QUOTED TEXT:

UP-Rah-UP-Rah-UP-(Bala) Rah!

Patricio N. Abinales

This is AI generated summarization, which may have errors. For context, always refer to the full article.

UP-Rah-UP-Rah-UP-(Bala) Rah!
Our Maroons lost their games a lot, but we continued to have that limpid feeling that in the end, everything will be right in the world. For UP rules that world.

Ok, it is only once in a couple of decades that the UP Maroons are able to achieve feats that are unexpected of them. So there is every reason to be part of the merriment over what the old alma mater’s basketball team had done: win two straight games.

The last time we had something (better) than this was when Benjie Paras, Ronnie Magsanoc, and Eric Altamirano led the Maroons to a UAAP championship victory in 1986. This was doubly significant for many of us because the dictator was ousted. When we residents of the historic Narra Residence Hall got drunk that night at the grandstand, savoring the alcohol that was freely flowing all over (they said then it was fully paid by  President Edgardo Angara), we were also celebrating Marcos’ unceremonious and pitiable departure from power.

We all had that feeling that we were both getting out of a double Stygian nightmare: UP as the perennial basketball loser and the more than a decade of authoritarian rule. That was truly a great time to celebrate.

Yet by the time the alcohol had completely permeated our blood streams, we became nostalgic of the Maroons of yore – perennial losers to everyone save the NU Bulldogs (and this even occasionally). We felt sad because in a way, a long tradition – that of losing – had also come to an end.

GIVEN ENTRIES:
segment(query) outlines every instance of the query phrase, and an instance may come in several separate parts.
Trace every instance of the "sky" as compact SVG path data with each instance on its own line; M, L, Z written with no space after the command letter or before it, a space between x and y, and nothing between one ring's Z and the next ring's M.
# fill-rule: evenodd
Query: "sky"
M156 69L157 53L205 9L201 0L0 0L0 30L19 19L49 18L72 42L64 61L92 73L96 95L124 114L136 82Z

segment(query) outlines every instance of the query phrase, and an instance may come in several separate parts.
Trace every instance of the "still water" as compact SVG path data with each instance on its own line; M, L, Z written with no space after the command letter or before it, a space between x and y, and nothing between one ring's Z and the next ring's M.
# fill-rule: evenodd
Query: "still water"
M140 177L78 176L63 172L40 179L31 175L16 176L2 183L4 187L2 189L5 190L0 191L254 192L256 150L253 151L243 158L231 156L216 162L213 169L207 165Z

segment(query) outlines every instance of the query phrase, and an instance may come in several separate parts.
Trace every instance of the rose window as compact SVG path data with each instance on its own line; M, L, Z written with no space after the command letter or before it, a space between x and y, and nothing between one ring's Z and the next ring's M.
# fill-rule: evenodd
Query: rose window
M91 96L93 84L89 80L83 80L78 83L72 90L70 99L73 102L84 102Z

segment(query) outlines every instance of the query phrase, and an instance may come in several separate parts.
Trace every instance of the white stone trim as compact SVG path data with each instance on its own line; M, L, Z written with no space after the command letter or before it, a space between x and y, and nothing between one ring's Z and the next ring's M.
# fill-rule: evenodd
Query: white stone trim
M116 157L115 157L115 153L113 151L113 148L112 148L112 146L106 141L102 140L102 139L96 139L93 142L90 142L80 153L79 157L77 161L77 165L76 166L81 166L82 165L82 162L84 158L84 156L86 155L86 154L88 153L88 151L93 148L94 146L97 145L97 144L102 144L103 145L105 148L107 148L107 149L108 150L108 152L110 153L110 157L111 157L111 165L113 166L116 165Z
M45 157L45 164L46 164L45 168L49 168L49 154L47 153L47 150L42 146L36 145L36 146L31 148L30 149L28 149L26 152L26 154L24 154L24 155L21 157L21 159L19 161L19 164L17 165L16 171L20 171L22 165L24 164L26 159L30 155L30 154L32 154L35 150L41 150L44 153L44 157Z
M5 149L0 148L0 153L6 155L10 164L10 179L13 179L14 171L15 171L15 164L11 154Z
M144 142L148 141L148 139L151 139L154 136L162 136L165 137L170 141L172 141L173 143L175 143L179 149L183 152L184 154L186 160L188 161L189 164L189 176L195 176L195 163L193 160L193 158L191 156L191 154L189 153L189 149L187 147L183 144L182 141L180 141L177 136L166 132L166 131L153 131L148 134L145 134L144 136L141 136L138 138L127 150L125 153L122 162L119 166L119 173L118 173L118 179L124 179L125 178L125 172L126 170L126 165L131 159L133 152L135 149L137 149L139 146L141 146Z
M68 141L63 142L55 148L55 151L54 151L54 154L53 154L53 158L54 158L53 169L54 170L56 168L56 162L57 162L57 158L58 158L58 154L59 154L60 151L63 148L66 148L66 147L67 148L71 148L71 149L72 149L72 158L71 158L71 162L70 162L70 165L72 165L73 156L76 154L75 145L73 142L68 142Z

REQUIRED TASK: Reproduce the UP Maroons column above word for word, from its title to its final sentence.

TASK RESPONSE:
UP-Rah-UP-Rah-UP-(Bala) Rah!

Patricio N. Abinales

This is AI generated summarization, which may have errors. For context, always refer to the full article.

UP-Rah-UP-Rah-UP-(Bala) Rah!
Our Maroons lost their games a lot, but we continued to have that limpid feeling that in the end, everything will be right in the world. For UP rules that world.

Ok, it is only once in a couple of decades that the UP Maroons are able to achieve feats that are unexpected of them. So there is every reason to be part of the merriment over what the old alma mater’s basketball team had done: win two straight games.

The last time we had something (better) than this was when Benjie Paras, Ronnie Magsanoc, and Eric Altamirano led the Maroons to a UAAP championship victory in 1986. This was doubly significant for many of us because the dictator was ousted. When we residents of the historic Narra Residence Hall got drunk that night at the grandstand, savoring the alcohol that was freely flowing all over (they said then it was fully paid by  President Edgardo Angara), we were also celebrating Marcos’ unceremonious and pitiable departure from power.

We all had that feeling that we were both getting out of a double Stygian nightmare: UP as the perennial basketball loser and the more than a decade of authoritarian rule. That was truly a great time to celebrate.

Yet by the time the alcohol had completely permeated our blood streams, we became nostalgic of the Maroons of yore – perennial losers to everyone save the NU Bulldogs (and this even occasionally). We felt sad because in a way, a long tradition – that of losing – had also come to an end.